===== SUPPLIED DATA

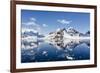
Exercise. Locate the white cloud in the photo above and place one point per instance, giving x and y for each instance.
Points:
(63, 21)
(31, 24)
(44, 25)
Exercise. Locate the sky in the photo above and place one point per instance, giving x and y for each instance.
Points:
(50, 21)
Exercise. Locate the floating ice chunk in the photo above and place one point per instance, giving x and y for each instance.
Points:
(70, 58)
(44, 53)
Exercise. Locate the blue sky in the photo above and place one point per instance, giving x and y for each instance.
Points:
(49, 21)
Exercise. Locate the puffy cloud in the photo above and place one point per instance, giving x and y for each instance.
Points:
(63, 21)
(31, 24)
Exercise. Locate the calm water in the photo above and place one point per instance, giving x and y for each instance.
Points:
(56, 52)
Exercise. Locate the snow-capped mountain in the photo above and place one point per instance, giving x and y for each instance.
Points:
(31, 32)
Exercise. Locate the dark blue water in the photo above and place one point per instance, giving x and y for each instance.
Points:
(46, 52)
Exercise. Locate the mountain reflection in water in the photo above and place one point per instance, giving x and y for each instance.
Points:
(68, 49)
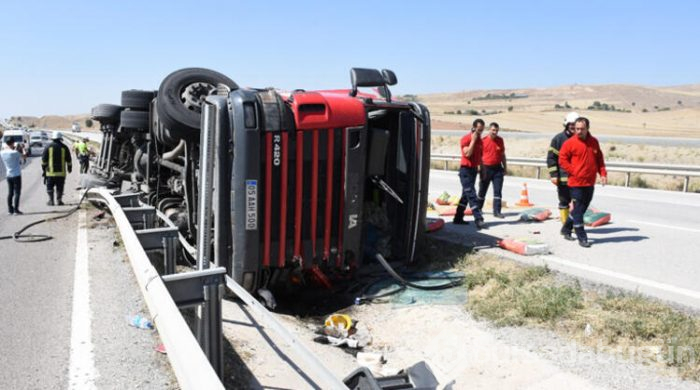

==========

# EXERCISE
Looking at the data above, how many lines hold the string "blue"? Reply with only the number.

# TASK ANSWER
2